> [Required work]
Could you write out every record below exactly, leaving out any pictures?

> [Provided data]
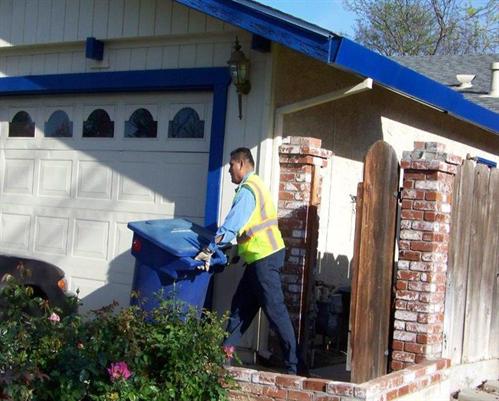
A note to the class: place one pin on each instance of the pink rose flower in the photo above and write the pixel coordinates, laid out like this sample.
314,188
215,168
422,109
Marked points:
54,318
229,351
118,370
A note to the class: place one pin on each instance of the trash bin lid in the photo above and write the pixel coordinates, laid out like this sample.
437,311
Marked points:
180,237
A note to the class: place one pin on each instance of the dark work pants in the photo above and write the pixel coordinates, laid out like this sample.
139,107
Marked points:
260,287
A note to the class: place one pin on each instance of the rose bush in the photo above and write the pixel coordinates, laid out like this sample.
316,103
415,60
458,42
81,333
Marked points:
112,354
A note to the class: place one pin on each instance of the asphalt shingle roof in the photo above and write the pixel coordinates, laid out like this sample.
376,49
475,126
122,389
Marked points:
444,69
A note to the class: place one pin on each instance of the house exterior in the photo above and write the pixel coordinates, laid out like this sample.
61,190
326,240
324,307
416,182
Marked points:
145,132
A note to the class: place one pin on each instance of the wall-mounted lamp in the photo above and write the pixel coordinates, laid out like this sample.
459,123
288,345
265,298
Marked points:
239,66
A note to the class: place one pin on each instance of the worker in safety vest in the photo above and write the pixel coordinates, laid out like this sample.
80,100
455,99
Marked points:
252,221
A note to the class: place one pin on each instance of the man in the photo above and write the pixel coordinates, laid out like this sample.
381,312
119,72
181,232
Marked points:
252,220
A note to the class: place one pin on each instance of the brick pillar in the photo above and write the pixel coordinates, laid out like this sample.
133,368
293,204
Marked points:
423,250
301,160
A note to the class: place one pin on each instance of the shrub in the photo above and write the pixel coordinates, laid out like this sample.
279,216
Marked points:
110,355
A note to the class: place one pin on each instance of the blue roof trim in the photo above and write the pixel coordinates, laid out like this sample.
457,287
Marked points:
301,38
119,81
346,54
216,79
390,74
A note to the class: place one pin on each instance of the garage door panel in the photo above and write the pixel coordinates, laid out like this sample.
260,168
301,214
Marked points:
91,238
51,234
15,230
137,181
55,178
68,200
94,180
18,176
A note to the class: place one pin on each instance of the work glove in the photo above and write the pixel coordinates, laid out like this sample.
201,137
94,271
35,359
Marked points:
205,256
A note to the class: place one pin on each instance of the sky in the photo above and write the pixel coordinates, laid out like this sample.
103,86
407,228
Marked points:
329,14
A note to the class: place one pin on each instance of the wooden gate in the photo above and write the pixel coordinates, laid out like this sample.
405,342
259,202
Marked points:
373,263
471,323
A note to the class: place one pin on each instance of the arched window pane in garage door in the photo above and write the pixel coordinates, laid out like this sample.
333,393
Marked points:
186,124
22,125
98,125
59,125
141,125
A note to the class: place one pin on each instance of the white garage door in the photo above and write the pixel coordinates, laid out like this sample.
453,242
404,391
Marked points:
76,169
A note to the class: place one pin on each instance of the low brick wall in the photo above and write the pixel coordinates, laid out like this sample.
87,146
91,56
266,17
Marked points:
266,386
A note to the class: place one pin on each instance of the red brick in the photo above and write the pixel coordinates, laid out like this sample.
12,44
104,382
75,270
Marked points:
401,285
407,295
264,377
315,384
404,390
443,364
409,193
297,395
321,397
414,176
420,358
403,356
274,392
435,237
424,205
407,204
408,275
401,304
412,214
436,196
397,365
290,381
410,255
404,245
408,184
424,246
337,388
429,338
415,348
436,216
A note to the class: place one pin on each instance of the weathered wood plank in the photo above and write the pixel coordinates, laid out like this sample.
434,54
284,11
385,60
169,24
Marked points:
473,350
376,255
163,21
355,267
491,265
457,270
131,18
115,20
56,23
147,17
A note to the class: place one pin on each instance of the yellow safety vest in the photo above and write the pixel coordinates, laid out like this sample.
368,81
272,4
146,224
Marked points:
260,237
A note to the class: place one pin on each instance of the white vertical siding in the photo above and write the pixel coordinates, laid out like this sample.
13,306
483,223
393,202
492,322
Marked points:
5,21
85,19
57,17
115,19
71,20
147,17
56,21
100,16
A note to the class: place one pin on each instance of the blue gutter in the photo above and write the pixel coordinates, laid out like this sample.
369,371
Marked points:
345,54
215,79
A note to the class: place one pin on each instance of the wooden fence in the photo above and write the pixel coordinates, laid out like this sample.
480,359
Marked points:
372,264
471,324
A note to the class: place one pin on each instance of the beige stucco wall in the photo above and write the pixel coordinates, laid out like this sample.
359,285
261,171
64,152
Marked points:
348,127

> [Full answer]
A note to the class: place one pin on each instance of the pink rose flower in the photo above and write the pixel coordinates, laid out like this sample.
314,188
215,168
422,109
Marked points:
54,318
229,351
118,370
A note to the class: place one pin on each instance of the trash bin lid in the photo above and write the pixel coordinates, laid out like this sample.
437,311
Marked points:
180,237
A note to the class: place one pin on each instance of the dark work pants in the photo above and write the pixel coordinates, laid out like this sample.
139,107
Marked points:
260,287
A note to the class: place one pin on each instance of the rose bush in the photo above and write the pixel coordinates, laid out like this sample.
316,103
415,60
458,42
81,333
Marked points:
112,354
A note to the class: place one pin on each instance of the asphalt shingle roof in the photo above and write the pixel coordinates, laid out like this sample.
376,49
475,126
122,389
Marked points:
444,69
A note to the class: place one pin on each instance of the house exterior in the photo above and write the pixel coordinates, laid out like this sample.
61,190
326,240
324,307
416,182
Marked points:
145,132
A note to the class: place one pin on each instance of the wall-mounted lamp in the photo above and write the pixel coordinates, laid out like this sample.
459,123
288,345
265,298
Marked points:
239,66
A note to the class: place one pin on each instance of the worker in safety vest in the photo above and write the pixel coordinates, laid out like this sample.
80,100
455,99
Marked points:
252,221
A note to the class: place one pin on each instance of the man in the photo above and write the pixel coordinates, laid out like this sample.
381,312
119,72
181,232
Marked points:
252,220
A note to the class: place one pin on each instance of the brick pillar in the photo above and write the pixel coordinates, laid out like this sample.
133,368
293,204
Marked points:
423,250
301,160
A note to the class: place one pin on each instance of the shrub in the photo above and write the pixel coordinates, laid out like this sample.
279,216
Marked points:
110,355
A note to the class: place one pin on each instance of the blue roof trim in the photo above and write the pixel coordinates, laid out like this sample.
457,287
Marked points:
301,38
119,81
346,54
216,79
390,74
A note to the class: place one pin on each instance of the garage door panel in the photo above and write the pixel coordinates, laid out like this sample.
260,168
301,214
Marked points:
91,238
51,234
15,230
137,181
55,178
68,200
94,180
18,176
A note to the class: place one pin on each instance of the work glove in the photo above and write the pixel coordinates, laid out like this sample.
201,137
94,271
35,359
Marked points:
205,256
A note to the class: place one pin on each instance of the sky in the photo above and write the pixel coordinates, laid out like this sample.
103,86
407,228
Marked points:
329,14
A note to the class: place one pin on each instance of the wooden gate in the photo above and write the pixel coordinates, laid out like this sample.
405,342
259,202
Marked points:
373,263
471,323
A note to the class: place one pin on each instance of the arched window pane in garage door in the photo above and write the pixel coordinates, laid out like this sample.
333,393
Marked points:
186,124
22,125
98,125
59,125
141,125
A note to the class: place one pin on each instance of the white garage door in the photo above and write the pixel coordinates, laid out like this sample.
453,242
404,391
Marked points:
76,169
A note to the class: place one pin on each instance of the low brick wall in the photo above and write the pixel coordinates, laid out like this sample.
87,146
91,56
266,17
Marked points:
266,386
A note to the class: place one pin on each instance of the red brick in the photo above and write the pixel coordinates, laid out like this sample.
12,44
104,382
75,270
Marked points:
401,285
407,295
264,377
315,384
404,390
443,364
409,193
297,395
321,397
414,176
420,358
403,356
274,392
435,237
424,205
407,204
408,275
401,304
412,214
436,196
397,365
290,381
410,255
404,245
408,184
424,246
337,388
429,338
415,348
436,216
A note to the class: place one pin on each instance of the weathered wood plank in the photo above and write the pixel coordinates, laid out like this sample.
434,54
284,11
385,60
169,24
Marked points:
473,350
376,255
163,21
355,267
491,265
457,270
131,18
115,20
56,23
147,17
A note to the class: place one pin on each instance of the yellow safety vest in the photo above and write the pixel coordinates, laid out like this sample.
368,81
272,4
146,224
Marked points:
260,237
A note to the class: place one pin on each instance of the white vertical siding in the photo above and write the pixel coordinates, laid out like this sample.
13,306
483,223
393,202
492,322
Marked points:
5,21
85,19
57,17
115,19
71,20
147,17
56,21
100,16
A note to the class: place one pin on each instance of the blue gutter in the photo above and write the pixel coordinates, laid out like this sample.
369,371
Marked points:
345,54
215,79
A note to the class: place one pin on each instance of the wooden fence in the photo above and write the pixel coordinates, laid out like this sample.
480,359
Marked points:
372,264
471,324
A note to the class: place one pin on each instance of the beige stucco wall in the photo above and write the pixel coordinates, laid out like this sample.
359,285
261,171
64,152
Marked points:
348,127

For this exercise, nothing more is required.